Change "baluster" to "railing post" in the lines that run from the start of the records through the line containing "[76,366,99,418]", and reproduce only those lines, with all else unchanged.

--- Start Information provided ---

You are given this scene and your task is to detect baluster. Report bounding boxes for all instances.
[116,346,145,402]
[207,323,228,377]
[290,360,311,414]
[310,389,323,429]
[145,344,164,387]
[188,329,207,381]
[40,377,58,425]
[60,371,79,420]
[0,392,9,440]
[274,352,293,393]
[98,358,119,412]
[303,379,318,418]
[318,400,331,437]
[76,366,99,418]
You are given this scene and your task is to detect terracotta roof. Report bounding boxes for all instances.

--- End Information provided ---

• _Response for this exercise_
You are given this scene and your task is to detect railing post. Report bounding boxes for all instances.
[116,346,145,402]
[207,323,228,377]
[290,360,311,414]
[310,389,323,429]
[145,344,164,387]
[188,329,207,381]
[40,377,58,425]
[60,371,79,420]
[0,392,9,440]
[274,352,293,393]
[98,358,119,412]
[303,379,318,418]
[318,400,331,437]
[76,366,99,418]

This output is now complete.